*PROBLEM REQUIREMENTS:* Could you copy, exactly as written, every line from the first line of the records through the one containing "18, row 206."?

*MATERIAL PROVIDED:*

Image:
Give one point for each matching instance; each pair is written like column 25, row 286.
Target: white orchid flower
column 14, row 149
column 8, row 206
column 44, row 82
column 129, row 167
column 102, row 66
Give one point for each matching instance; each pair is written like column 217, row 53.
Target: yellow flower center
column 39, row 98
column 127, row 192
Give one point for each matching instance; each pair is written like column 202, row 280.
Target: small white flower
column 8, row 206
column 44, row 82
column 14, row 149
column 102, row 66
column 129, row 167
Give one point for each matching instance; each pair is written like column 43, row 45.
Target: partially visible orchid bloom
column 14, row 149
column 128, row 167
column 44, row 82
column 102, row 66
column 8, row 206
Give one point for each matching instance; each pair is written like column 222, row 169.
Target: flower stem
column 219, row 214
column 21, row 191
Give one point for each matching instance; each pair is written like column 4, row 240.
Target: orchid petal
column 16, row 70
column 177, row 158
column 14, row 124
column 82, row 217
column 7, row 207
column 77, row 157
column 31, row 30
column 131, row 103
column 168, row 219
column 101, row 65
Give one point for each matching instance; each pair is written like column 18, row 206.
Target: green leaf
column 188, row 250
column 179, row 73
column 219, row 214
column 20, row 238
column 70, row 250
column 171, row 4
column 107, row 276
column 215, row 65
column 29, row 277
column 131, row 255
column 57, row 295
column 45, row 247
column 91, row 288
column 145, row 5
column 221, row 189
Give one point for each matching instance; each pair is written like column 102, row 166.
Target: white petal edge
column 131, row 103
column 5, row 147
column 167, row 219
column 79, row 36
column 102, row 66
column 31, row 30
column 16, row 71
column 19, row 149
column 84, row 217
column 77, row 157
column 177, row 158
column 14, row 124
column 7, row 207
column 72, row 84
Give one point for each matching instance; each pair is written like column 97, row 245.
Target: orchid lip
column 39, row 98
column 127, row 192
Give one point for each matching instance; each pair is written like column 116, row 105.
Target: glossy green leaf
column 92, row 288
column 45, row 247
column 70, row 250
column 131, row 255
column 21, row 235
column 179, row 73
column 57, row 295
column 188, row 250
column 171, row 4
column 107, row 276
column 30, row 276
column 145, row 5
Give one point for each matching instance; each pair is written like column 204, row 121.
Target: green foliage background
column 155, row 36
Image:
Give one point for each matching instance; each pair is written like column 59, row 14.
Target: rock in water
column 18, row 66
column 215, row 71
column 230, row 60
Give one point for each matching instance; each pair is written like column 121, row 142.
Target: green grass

*ANSWER BOX:*
Image:
Give one point for each matching instance; each pair is written like column 25, row 286.
Target: white orchid flower
column 14, row 149
column 8, row 206
column 44, row 82
column 129, row 167
column 102, row 66
Give one point for each matching instance; each pair is written like column 217, row 53.
Target: yellow flower center
column 39, row 98
column 127, row 192
Give one point for each matching instance; each pair is written like column 202, row 280.
Target: small white flower
column 8, row 206
column 44, row 82
column 14, row 149
column 102, row 66
column 129, row 167
Give one point for each matching instance; each pair is written like column 43, row 45.
Target: partially visible orchid bloom
column 14, row 149
column 128, row 167
column 44, row 82
column 102, row 66
column 8, row 206
Give one point for each matching instance; each pair is written like column 222, row 169.
Target: flower stem
column 219, row 214
column 21, row 191
Give one point for each matching instance; each pair is written like column 4, row 240.
Target: orchid petal
column 16, row 70
column 177, row 158
column 14, row 124
column 82, row 217
column 7, row 207
column 77, row 157
column 31, row 30
column 131, row 103
column 168, row 219
column 101, row 65
Give one point for each matching instance; each pair is written like column 18, row 206.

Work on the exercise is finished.